Saved data entries
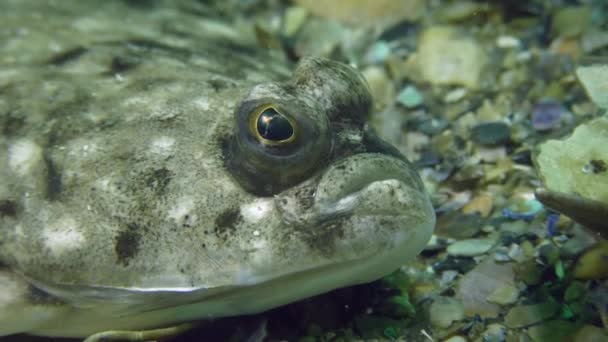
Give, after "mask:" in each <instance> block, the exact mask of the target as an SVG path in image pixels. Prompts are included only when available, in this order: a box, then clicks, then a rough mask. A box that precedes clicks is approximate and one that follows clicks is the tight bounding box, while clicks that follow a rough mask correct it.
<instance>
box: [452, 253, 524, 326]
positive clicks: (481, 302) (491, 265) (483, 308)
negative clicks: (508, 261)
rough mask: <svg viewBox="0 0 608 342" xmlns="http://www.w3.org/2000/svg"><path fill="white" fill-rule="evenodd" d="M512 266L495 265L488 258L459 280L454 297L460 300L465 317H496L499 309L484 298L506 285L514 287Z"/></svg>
mask: <svg viewBox="0 0 608 342" xmlns="http://www.w3.org/2000/svg"><path fill="white" fill-rule="evenodd" d="M513 265H514V264H513V263H497V262H495V261H494V260H493V258H492V257H488V258H486V259H485V260H484V261H483V262H481V263H480V264H479V265H477V266H476V267H475V268H474V269H473V270H471V271H469V272H468V273H467V274H465V275H464V276H463V277H462V278H460V280H459V281H458V284H457V285H456V295H455V297H456V298H460V299H461V300H462V303H463V304H464V307H465V313H466V315H467V316H469V317H472V316H475V315H479V316H480V317H481V318H494V317H497V316H498V314H499V313H500V311H501V307H500V306H499V305H498V304H495V303H490V302H488V301H487V299H486V298H487V297H488V296H489V295H491V294H492V293H494V292H495V291H496V290H497V289H498V288H500V287H503V286H505V285H506V284H510V285H513V286H515V280H514V278H515V274H514V272H513Z"/></svg>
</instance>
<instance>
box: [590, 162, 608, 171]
mask: <svg viewBox="0 0 608 342" xmlns="http://www.w3.org/2000/svg"><path fill="white" fill-rule="evenodd" d="M589 165H591V172H593V173H595V174H598V173H602V172H606V170H607V169H608V165H606V162H605V161H603V160H600V159H592V160H591V161H589Z"/></svg>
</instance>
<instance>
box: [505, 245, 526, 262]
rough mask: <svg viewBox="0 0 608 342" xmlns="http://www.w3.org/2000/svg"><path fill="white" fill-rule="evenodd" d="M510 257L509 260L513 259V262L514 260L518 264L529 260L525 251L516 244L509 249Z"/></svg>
mask: <svg viewBox="0 0 608 342" xmlns="http://www.w3.org/2000/svg"><path fill="white" fill-rule="evenodd" d="M508 255H509V258H511V260H513V261H515V262H517V263H522V262H524V261H526V260H528V258H527V257H526V255H525V254H524V251H523V249H522V248H521V247H520V246H519V245H518V244H516V243H514V244H511V246H510V247H509V253H508Z"/></svg>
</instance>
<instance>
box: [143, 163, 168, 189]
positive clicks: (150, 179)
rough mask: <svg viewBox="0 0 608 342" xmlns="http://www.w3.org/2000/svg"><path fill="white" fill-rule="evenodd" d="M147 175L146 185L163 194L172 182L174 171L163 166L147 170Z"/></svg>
mask: <svg viewBox="0 0 608 342" xmlns="http://www.w3.org/2000/svg"><path fill="white" fill-rule="evenodd" d="M145 177H146V178H145V183H146V186H147V187H148V188H150V189H152V190H154V192H155V193H156V194H158V195H162V194H164V193H165V190H166V189H167V185H169V182H171V178H172V172H171V171H169V170H167V169H166V168H164V167H163V168H160V169H155V170H152V171H151V172H147V173H146V176H145Z"/></svg>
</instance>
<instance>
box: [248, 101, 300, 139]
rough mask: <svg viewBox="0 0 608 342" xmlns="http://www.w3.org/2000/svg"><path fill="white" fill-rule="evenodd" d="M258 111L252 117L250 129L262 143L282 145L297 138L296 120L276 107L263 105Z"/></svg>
mask: <svg viewBox="0 0 608 342" xmlns="http://www.w3.org/2000/svg"><path fill="white" fill-rule="evenodd" d="M256 113H258V114H253V115H252V117H251V121H250V130H251V132H252V133H253V135H254V136H255V137H256V138H257V139H258V140H259V141H260V142H261V143H263V144H266V145H282V144H286V143H290V142H292V141H294V140H295V137H296V131H295V129H296V124H295V122H294V121H292V120H291V119H290V118H289V117H287V116H285V115H283V114H281V113H280V112H279V111H278V110H277V109H276V108H275V107H272V106H263V107H261V108H260V109H259V110H256Z"/></svg>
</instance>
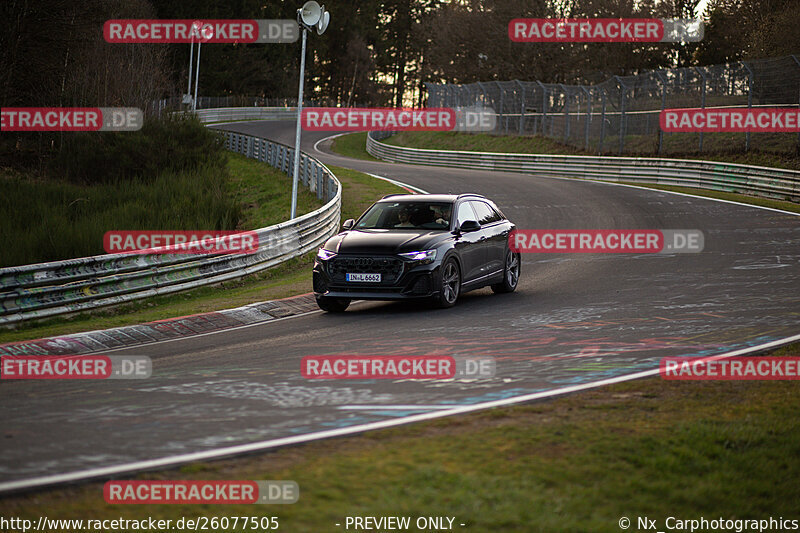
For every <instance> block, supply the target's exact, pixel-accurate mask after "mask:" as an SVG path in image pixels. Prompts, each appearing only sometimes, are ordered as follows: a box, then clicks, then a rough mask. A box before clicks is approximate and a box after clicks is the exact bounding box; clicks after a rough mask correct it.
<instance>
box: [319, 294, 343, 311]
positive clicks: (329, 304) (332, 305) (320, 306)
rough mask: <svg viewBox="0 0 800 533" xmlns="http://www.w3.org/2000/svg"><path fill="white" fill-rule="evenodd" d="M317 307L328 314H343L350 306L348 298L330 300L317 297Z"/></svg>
mask: <svg viewBox="0 0 800 533" xmlns="http://www.w3.org/2000/svg"><path fill="white" fill-rule="evenodd" d="M317 305H318V306H319V308H320V309H322V310H323V311H327V312H328V313H343V312H344V310H345V309H347V306H349V305H350V299H349V298H331V297H329V296H317Z"/></svg>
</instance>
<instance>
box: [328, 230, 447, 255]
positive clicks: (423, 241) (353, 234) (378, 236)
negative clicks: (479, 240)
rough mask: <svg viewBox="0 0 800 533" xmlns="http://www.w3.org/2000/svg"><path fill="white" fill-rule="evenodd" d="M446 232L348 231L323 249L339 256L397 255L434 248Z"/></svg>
mask: <svg viewBox="0 0 800 533" xmlns="http://www.w3.org/2000/svg"><path fill="white" fill-rule="evenodd" d="M448 237H452V235H451V234H450V233H449V232H446V231H426V230H422V231H421V230H415V231H402V230H397V229H394V230H379V229H374V230H350V231H345V232H342V233H340V234H338V235H335V236H334V237H331V238H330V239H329V240H328V242H326V243H325V249H326V250H330V251H332V252H336V253H339V254H399V253H403V252H416V251H418V250H429V249H431V248H435V247H436V246H437V245H438V244H439V243H440V242H442V241H443V240H445V239H447V238H448Z"/></svg>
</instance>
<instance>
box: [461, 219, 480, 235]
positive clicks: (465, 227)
mask: <svg viewBox="0 0 800 533" xmlns="http://www.w3.org/2000/svg"><path fill="white" fill-rule="evenodd" d="M479 229H481V225H480V224H478V222H477V221H475V220H465V221H464V222H462V223H461V227H459V228H458V230H459V231H460V232H461V233H469V232H470V231H478V230H479Z"/></svg>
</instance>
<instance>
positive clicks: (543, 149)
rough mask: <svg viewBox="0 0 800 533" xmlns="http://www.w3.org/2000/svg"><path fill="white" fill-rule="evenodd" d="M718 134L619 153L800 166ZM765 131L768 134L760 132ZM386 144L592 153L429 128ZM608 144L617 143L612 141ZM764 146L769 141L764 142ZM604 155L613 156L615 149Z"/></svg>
mask: <svg viewBox="0 0 800 533" xmlns="http://www.w3.org/2000/svg"><path fill="white" fill-rule="evenodd" d="M718 135H719V136H718V137H713V136H709V135H708V134H707V135H706V140H707V141H708V139H709V138H711V139H716V141H715V142H710V141H709V142H707V143H706V145H705V146H706V147H708V149H707V150H706V151H704V152H702V153H700V152H697V151H696V148H695V147H696V143H694V142H693V141H692V142H689V141H685V140H684V141H681V140H680V139H681V138H680V137H678V136H672V137H669V138H668V139H667V141H668V143H670V144H669V146H670V149H669V150H667V151H666V153H664V154H661V155H658V154H656V153H655V151H654V149H653V147H652V146H649V145H647V146H645V145H640V144H635V143H631V144H629V145H628V146H629V148H631V150H629V151H628V152H626V153H624V154H622V155H623V156H625V157H663V158H674V159H702V160H708V161H723V162H728V163H738V164H742V165H755V166H762V167H775V168H788V169H793V170H800V153H794V154H793V153H792V152H791V151H790V150H787V151H786V152H783V153H776V152H771V151H759V150H756V149H754V150H751V151H749V152H745V151H744V147H743V146H741V147H740V146H739V145H738V144H732V142H730V139H729V138H727V137H725V134H718ZM762 135H768V134H762ZM796 138H797V137H796V136H794V137H791V135H790V137H789V139H790V141H791V142H795V143H796ZM383 142H385V143H386V144H393V145H396V146H408V147H410V148H427V149H430V148H434V147H435V148H437V149H441V150H465V151H471V152H501V153H520V154H564V155H569V154H573V155H595V152H594V151H585V150H582V149H579V148H576V147H574V146H571V145H567V144H563V143H559V142H558V141H556V140H554V139H551V138H549V137H542V136H540V135H534V136H530V137H520V136H504V135H488V134H485V133H481V134H465V133H455V132H431V131H404V132H401V133H398V134H397V135H394V136H392V137H390V138H389V139H386V140H385V141H383ZM610 142H611V143H612V144H609V145H608V146H617V144H614V143H613V141H610ZM767 146H768V147H769V146H771V145H767ZM604 155H608V156H615V155H618V154H616V153H607V154H604Z"/></svg>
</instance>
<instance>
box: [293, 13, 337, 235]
mask: <svg viewBox="0 0 800 533" xmlns="http://www.w3.org/2000/svg"><path fill="white" fill-rule="evenodd" d="M330 20H331V14H330V13H328V12H326V11H325V6H320V5H319V4H318V3H316V2H315V1H314V0H309V1H308V2H306V3H305V4H303V7H301V8H300V9H298V10H297V23H298V24H299V25H300V27H301V28H302V29H303V45H302V51H301V52H300V89H299V90H298V94H297V127H296V128H295V132H294V172H293V176H292V209H291V215H290V220H291V219H293V218H295V215H296V214H297V186H298V185H297V182H298V180H299V179H300V121H301V119H302V113H303V81H304V80H305V71H306V36H307V34H308V32H309V31H310V30H312V29H314V28H316V29H317V33H318V34H320V35H322V34H323V33H325V30H326V29H327V28H328V23H329V22H330Z"/></svg>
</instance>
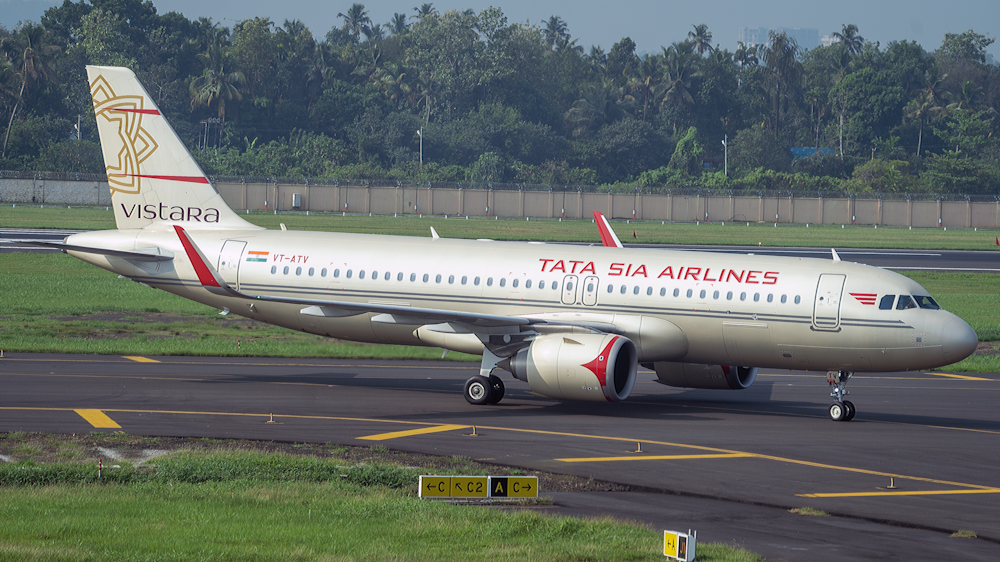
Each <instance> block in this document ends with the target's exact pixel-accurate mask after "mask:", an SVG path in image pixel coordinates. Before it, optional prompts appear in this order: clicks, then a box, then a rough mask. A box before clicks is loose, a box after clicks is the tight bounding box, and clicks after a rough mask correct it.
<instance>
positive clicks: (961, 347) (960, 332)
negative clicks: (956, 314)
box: [941, 316, 979, 363]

* Task
Pick out every line in the rows above that contains the word "negative", and copy each one.

* Problem solution
negative clicks: (508, 261)
negative clicks: (479, 240)
negative clicks: (956, 314)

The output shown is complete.